Data records
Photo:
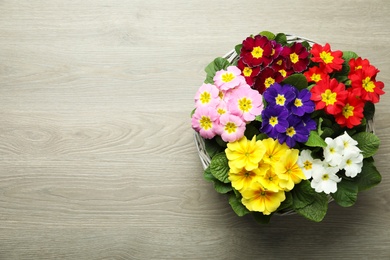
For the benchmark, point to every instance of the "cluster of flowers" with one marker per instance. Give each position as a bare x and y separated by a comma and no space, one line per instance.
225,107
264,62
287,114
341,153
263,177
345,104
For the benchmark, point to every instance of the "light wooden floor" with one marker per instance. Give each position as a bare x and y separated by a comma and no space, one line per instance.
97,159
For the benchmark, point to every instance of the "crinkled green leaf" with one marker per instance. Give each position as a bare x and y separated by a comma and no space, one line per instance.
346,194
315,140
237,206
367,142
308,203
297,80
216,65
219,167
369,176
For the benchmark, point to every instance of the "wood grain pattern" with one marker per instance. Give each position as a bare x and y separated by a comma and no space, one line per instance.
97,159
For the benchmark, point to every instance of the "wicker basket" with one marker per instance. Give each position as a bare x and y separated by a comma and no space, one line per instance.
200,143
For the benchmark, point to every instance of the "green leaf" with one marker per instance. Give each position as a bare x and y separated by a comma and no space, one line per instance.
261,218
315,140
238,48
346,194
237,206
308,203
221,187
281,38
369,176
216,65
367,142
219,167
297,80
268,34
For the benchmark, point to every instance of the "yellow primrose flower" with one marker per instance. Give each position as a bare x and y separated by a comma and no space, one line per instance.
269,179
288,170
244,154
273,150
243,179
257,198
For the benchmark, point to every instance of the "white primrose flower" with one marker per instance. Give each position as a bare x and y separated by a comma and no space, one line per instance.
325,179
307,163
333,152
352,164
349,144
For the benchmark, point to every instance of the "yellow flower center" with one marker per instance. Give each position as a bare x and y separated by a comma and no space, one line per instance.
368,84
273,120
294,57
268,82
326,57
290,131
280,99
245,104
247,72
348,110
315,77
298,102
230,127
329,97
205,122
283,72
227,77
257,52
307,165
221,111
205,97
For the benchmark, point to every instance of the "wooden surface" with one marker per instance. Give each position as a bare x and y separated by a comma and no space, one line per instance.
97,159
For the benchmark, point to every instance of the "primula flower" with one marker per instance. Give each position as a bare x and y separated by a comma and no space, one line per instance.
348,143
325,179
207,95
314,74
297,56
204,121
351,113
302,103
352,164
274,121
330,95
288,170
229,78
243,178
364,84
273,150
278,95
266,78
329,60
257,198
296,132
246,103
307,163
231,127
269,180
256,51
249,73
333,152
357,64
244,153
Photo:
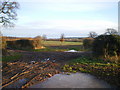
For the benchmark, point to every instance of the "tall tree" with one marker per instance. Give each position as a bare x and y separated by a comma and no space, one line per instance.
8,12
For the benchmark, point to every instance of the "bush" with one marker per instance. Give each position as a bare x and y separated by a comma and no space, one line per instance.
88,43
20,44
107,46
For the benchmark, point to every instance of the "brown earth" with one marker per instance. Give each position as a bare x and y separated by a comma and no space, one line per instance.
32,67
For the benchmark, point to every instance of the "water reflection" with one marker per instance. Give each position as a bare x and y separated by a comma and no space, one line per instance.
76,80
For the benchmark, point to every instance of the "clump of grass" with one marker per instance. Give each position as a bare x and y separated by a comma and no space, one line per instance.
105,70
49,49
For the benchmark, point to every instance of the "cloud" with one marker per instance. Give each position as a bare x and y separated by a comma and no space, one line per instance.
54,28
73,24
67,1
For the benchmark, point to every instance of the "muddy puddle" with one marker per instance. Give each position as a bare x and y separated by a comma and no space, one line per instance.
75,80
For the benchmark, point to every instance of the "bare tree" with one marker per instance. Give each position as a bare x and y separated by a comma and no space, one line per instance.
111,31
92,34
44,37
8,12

→ Aim of the task
All records must be output exactly as they are, except for the pictures, which are left out.

→ Reply
Photo:
For the benchmark, point to every instance of the "cluster of flowers" with one marker per instance. Give each position as a bare x and y separated by a comma and no space, one line per instance.
225,107
264,62
287,114
341,153
263,177
345,104
For the benchmark, point to every instance of the "light wooden floor" with one marker per instance. Give each position as a bare x and y separated by a comma and no space, one line per instance.
97,159
For the benchmark, point to every instance of the "crinkled green leaf" with one marker per instance. Give each position as a bare x and y separated by a comma and no space, one line per instance.
346,194
315,140
237,206
367,142
308,203
297,80
216,65
219,167
369,176
For the benchmark, point to every instance of the "wood grain pattern" with one marker per instance. Give each position as a bare x and y separated by a comma and no space, one line per instance.
97,159
For the benchmark, point to every instance of the "wicker basket" with one marker per instance. Give each position as a bare x and y separated by a comma and no space, one line per instance.
200,143
For the benchmark, point to every instance of the "green leaf" with one marker per instance. Give each position as a bare x and y separated by a comma and no space, one line per instance.
261,218
315,140
238,48
346,194
237,206
308,203
221,187
281,38
369,176
216,65
367,142
219,167
297,80
268,34
For the benchmark, point to every instance of the "yellow primrose flower" with one marker per instance. Give each position as a bare x and y separated by a comma and no space, one line per instance.
269,179
288,170
244,154
273,150
243,179
257,198
For the benchmark, point to every instance of the "white primrose flower" with one marker per instance. Give each position as a bare x and y separated by a comma and no space, one line per instance.
325,179
307,163
333,152
352,164
349,144
For the benchmark, point to every instance of the "yellow flower center" with one marker per instance. Give each position as a bare x and y separated by a comma and no space, one line per instance.
368,84
273,120
294,57
268,82
326,57
290,131
280,99
245,104
247,72
348,110
315,77
298,102
230,127
329,97
205,122
283,72
227,77
257,52
307,165
221,111
205,97
For the benchmark, point to every instance of the "wooden surface" with one marker per instance. Give each position as a bare x and y separated by a comma and no space, one line per instance.
97,159
For the benchmark, point to every instance of the "primula flower" with one marker per instance. Give each position as a bare x and y separated by a comma and no space, one line per instance.
348,143
325,179
207,95
314,74
297,56
204,121
351,113
302,103
352,164
274,121
330,95
288,170
229,78
243,178
364,84
273,150
278,95
266,78
329,60
257,198
296,132
246,103
307,163
231,127
269,180
256,51
249,73
333,152
357,64
244,153
Photo:
For the benchmark, point to every instance of the "tall tree" with one marker per instance. Give each position as a bare x and y separated by a comma and no space, one line per instance.
8,12
For the benchmark, point to every instance of the "bush" with one marker per instance. Give each position as a bare x and y separated by a comma and no space, one line per instance.
88,43
20,44
107,46
For the benchmark, point to every instance of the "brown earth" with one marker per instance. Give each position as a bare x and y separated by a comma and no space, one line per instance.
32,67
For the benchmark, point to every instance of the "water reflection" with one marker per instance. Give each position as a bare x and y separated by a comma and no space, one line per instance.
76,80
For the benchmark, point to every instance of the "clump of grass" with one marker per instance. Give each position as a bare x and y separated by a comma and no space, one line per instance.
105,70
49,49
For the benchmark, point to every instance of the "cloud" with one marker per instance. Give each position as a bare x and y separated by a comma and no space, one line per instance.
54,28
73,24
67,1
For the benchmark, point to every instance of the "muddy puddle" with one marker per instance. Give each position as a bare x and y separated by a comma and no space, one line per instance.
75,80
For the benchmark, point to every instance of the "bare tree" with one marker per instance. Give each position as a bare x and y separated by a comma and no space, one line per instance.
111,31
92,34
44,37
8,12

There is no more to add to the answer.